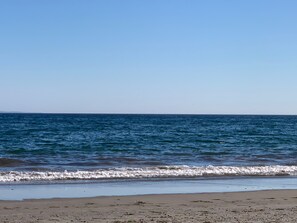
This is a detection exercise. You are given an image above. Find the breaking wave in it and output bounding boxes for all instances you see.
[0,165,297,182]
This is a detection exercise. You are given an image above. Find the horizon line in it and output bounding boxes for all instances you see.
[0,111,297,116]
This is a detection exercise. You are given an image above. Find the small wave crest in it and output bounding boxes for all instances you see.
[0,158,24,167]
[0,165,297,182]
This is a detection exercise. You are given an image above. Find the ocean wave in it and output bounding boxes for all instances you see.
[0,158,25,167]
[0,165,297,182]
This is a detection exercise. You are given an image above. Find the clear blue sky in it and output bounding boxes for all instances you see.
[0,0,297,114]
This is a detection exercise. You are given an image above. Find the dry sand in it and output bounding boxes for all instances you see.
[0,190,297,223]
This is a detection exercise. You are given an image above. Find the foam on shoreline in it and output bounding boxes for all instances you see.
[0,165,297,183]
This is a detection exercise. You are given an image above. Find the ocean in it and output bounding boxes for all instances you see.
[0,113,297,184]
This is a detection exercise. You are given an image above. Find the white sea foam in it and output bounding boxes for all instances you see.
[0,165,297,182]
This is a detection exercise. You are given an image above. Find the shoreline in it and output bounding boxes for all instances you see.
[0,189,297,223]
[0,177,297,200]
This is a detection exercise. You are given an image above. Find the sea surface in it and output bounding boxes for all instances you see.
[0,113,297,183]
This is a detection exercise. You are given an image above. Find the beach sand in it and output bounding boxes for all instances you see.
[0,190,297,223]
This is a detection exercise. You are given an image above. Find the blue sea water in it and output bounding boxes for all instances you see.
[0,113,297,182]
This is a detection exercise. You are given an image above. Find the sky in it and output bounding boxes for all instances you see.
[0,0,297,115]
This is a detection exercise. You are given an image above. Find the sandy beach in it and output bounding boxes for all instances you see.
[0,190,297,223]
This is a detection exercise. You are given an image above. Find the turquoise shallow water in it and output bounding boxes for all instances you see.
[0,177,297,200]
[0,114,297,182]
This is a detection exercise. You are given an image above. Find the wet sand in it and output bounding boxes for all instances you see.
[0,190,297,223]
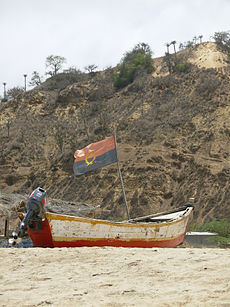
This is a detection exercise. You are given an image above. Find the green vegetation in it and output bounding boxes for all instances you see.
[173,62,192,73]
[213,31,230,52]
[191,219,230,246]
[113,43,153,89]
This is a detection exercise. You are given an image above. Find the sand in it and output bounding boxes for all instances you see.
[0,247,230,307]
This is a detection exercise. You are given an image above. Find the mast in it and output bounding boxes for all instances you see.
[114,133,130,220]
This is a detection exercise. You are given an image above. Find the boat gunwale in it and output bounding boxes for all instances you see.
[45,207,194,227]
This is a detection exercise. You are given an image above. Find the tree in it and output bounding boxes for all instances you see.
[165,43,170,54]
[170,41,176,54]
[29,71,43,86]
[7,86,24,99]
[113,43,153,89]
[85,64,98,77]
[212,31,230,52]
[46,55,66,76]
[198,35,203,44]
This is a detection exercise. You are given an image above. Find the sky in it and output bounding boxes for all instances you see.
[0,0,230,92]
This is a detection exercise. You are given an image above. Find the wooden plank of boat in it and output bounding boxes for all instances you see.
[28,206,193,247]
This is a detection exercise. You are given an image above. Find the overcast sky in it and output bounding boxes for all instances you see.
[0,0,230,92]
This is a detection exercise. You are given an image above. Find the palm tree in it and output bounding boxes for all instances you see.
[170,41,176,53]
[193,36,198,45]
[198,35,203,44]
[165,43,171,53]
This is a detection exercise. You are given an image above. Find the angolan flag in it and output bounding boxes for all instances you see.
[73,136,117,175]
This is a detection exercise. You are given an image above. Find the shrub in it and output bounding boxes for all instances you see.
[113,43,153,89]
[173,62,192,73]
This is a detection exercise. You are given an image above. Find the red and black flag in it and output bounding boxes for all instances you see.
[73,136,117,175]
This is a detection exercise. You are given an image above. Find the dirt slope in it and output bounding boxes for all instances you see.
[0,43,230,221]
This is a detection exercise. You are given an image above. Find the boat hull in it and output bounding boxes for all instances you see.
[28,208,193,248]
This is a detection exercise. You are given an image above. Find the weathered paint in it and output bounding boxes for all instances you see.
[29,207,193,247]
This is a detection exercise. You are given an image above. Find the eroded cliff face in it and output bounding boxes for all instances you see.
[0,43,230,221]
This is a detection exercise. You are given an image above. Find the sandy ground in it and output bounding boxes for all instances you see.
[0,247,230,307]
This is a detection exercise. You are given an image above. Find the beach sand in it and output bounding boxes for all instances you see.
[0,247,230,307]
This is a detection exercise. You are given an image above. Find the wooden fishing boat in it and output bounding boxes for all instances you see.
[11,136,194,247]
[27,202,193,247]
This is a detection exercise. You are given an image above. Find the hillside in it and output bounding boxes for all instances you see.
[0,43,230,221]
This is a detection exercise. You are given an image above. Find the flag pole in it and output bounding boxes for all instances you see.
[114,133,130,220]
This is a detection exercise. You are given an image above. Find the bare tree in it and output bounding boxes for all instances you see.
[165,43,170,54]
[46,55,66,76]
[170,41,176,54]
[85,64,98,76]
[29,71,43,86]
[7,86,24,98]
[198,35,203,44]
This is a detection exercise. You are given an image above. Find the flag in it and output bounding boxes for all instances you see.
[73,136,117,175]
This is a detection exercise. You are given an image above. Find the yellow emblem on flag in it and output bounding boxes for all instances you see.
[85,150,96,167]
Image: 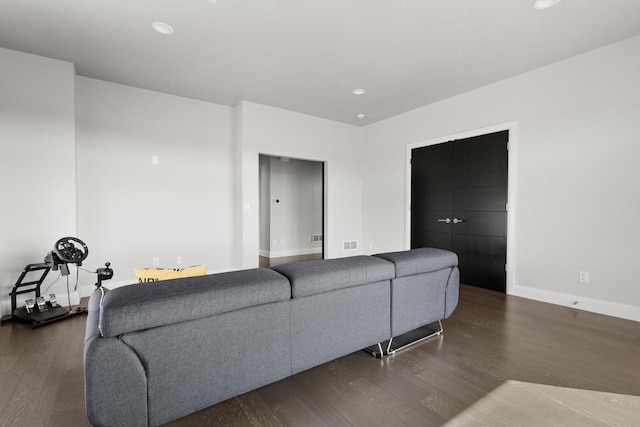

Exercise directions ▸
Recast the listing above as a JSON array of strings, one string per line, omitting blank lines and leaving the pictures out. Include every line of the listing.

Exercise solution ▸
[
  "This is a detection exercise. You are given an image above. Find the breaking wave in it and output bounding boxes for all instances you see.",
  "[0,165,297,182]",
  "This is a detection exercise. You are given an image above. Find the horizon line in it and output bounding boxes for all instances you see.",
  "[0,111,297,116]",
  "This is a detection exercise. You are given an image above. Find the small wave crest in it and output bounding boxes for all instances you see.",
  "[0,158,24,167]",
  "[0,165,297,182]",
  "This is a detection exercise. You are given an image above. Find the ocean wave in it and output bounding boxes for all instances you see.",
  "[0,158,25,167]",
  "[0,165,297,182]",
  "This is a detection exercise. You are given an image above. Find the clear blue sky in it and output bounding boxes for all instances you see.",
  "[0,0,297,114]",
  "This is a detection exercise. You are given an image above. Find the dry sand in it and output bounding boxes for all instances you see.",
  "[0,190,297,223]",
  "This is a detection exercise. You are given an image above. Find the foam on shoreline in it and output bounding boxes for all instances you see.",
  "[0,165,297,183]",
  "This is a detection exercise. You are given an image above. Find the ocean in it and output bounding boxes for all instances you see.",
  "[0,113,297,184]",
  "This is a detection exercise. You are given an image above. Find the white sea foam in it and output bounding boxes for all instances you see.",
  "[0,165,297,182]",
  "This is a detection exercise. You are given an image above. Find the shoreline in it and output bounding boxes for all instances you see.",
  "[0,189,297,223]",
  "[0,177,297,200]",
  "This is a detection exercise. You are given an image above. Find the sea surface in it and output bounding boxes for all instances you see.",
  "[0,113,297,183]",
  "This is a detection exercise. You are given an image above. Find the beach sand in it and output bounding boxes for all instances you see.",
  "[0,190,297,223]",
  "This is a detection exercise. You are given an image above. Find the blue sea water in it and output bounding boxes for all instances you see.",
  "[0,113,297,182]",
  "This is a detection exercise. You are given an image above. Find the sky in it and output bounding boxes for all instances you see.",
  "[0,0,297,115]",
  "This is a detection exercise. You are given an image above. Find the sandy beach in it and output bounding boxes for all instances you see.",
  "[0,190,297,223]",
  "This is a detection exercise. You are given an image above. Find the turquoise shallow water in it and output bounding boxes for all instances you see.",
  "[0,177,297,200]",
  "[0,114,297,182]",
  "This is a detection exercise. You are given an image above. Find the wet sand in it and output bounding boxes for all instances you see.",
  "[0,190,297,223]",
  "This is a detection exercise. You are given an image above. Find the green vegetation in it and output bounding boxes for all instances you see.",
  "[173,62,192,73]",
  "[213,31,230,52]",
  "[191,219,230,246]",
  "[113,43,153,89]",
  "This is a detection exercise. You are given an image above. Find the sand in it and output bounding boxes for all instances you see.",
  "[0,247,230,307]",
  "This is a detection exercise. You are given an image above. Find the mast in it and output bounding boxes for all instances you see.",
  "[114,133,130,220]",
  "This is a detection exercise. You are given an image above. Find the boat gunwale in it and output bounding boxes for all instances you see.",
  "[45,207,194,227]",
  "This is a detection exercise. You are given an image above. Find the tree in it and output bounding boxes for all instances you see.",
  "[165,43,170,54]",
  "[170,41,176,54]",
  "[29,71,43,86]",
  "[7,86,24,99]",
  "[113,43,153,89]",
  "[85,64,98,77]",
  "[212,31,230,52]",
  "[46,55,66,76]",
  "[198,35,203,44]",
  "This is a detection exercise. You are given an image above. Find the sky in it and output bounding boxes for all instances you see.",
  "[0,0,230,92]",
  "This is a detection exercise. You are given an image above. Find the wooden plank of boat in it and output bounding boxes for all instances you see.",
  "[28,206,193,247]",
  "This is a detection exercise. You are given an image above. Find the overcast sky in it and output bounding boxes for all instances you see.",
  "[0,0,230,92]",
  "This is a detection exercise. You are given an image above. Find the palm tree in it and output bounding boxes for all instances you see.",
  "[170,41,176,53]",
  "[193,36,198,45]",
  "[198,35,203,44]",
  "[165,43,171,53]",
  "This is a detection exercise. You are given an image above. Find the angolan flag in it and output bounding boxes for all instances you see.",
  "[73,136,117,175]",
  "This is a detection exercise. You are given an image above. Find the shrub in it and output bounding boxes for all instances you see.",
  "[113,43,153,89]",
  "[173,62,192,73]",
  "This is a detection exercise. You are given an image above. Find the red and black flag in it and output bounding boxes for all instances you see.",
  "[73,136,117,175]",
  "This is a detection exercise. You are given an image above. Find the dirt slope in it and output bounding boxes for all instances you see.",
  "[0,43,230,221]",
  "This is a detection exercise. You are given an image above. Find the boat hull in it and output bounding boxes for all instances you see.",
  "[28,208,193,248]",
  "This is a detection exercise. You are given an image above. Find the weathered paint in it and output bounding boxes for all instances you see.",
  "[29,207,193,247]",
  "This is a detection exercise. You are given an image above. Find the eroded cliff face in it and output bounding boxes for all instances you see.",
  "[0,43,230,221]",
  "This is a detection exercise. You are given an image above. Find the sandy ground in it and output bounding boxes for all instances you see.",
  "[0,247,230,307]",
  "This is a detection exercise. You are given an image above. Find the beach sand in it and output bounding boxes for all instances you see.",
  "[0,247,230,307]",
  "This is a detection exercise. You are given an image above. Find the wooden fishing boat in it and output bounding boxes for all instances you see.",
  "[11,136,194,247]",
  "[27,202,193,247]",
  "This is a detection exercise. You are given an image above. Find the hillside in it and output bounding boxes for all instances you see.",
  "[0,43,230,221]",
  "This is a detection exercise. You are given an image above. Find the flag pole in it and output bounding boxes for all instances you see.",
  "[114,133,130,220]",
  "This is a detection exercise. You are given an image above. Find the bare tree in it and output bounding boxes for all instances you see.",
  "[165,43,170,54]",
  "[46,55,66,76]",
  "[170,41,176,54]",
  "[85,64,98,76]",
  "[29,71,43,86]",
  "[7,86,24,98]",
  "[198,35,203,44]",
  "This is a detection exercise. You are given an image above. Find the flag in it and output bounding boxes for all instances you see.",
  "[73,136,117,175]",
  "This is a detection exercise. You are given an image above. Find the yellow emblem on flag in it and output bounding boxes for all instances you see.",
  "[85,150,96,167]",
  "Image: "
]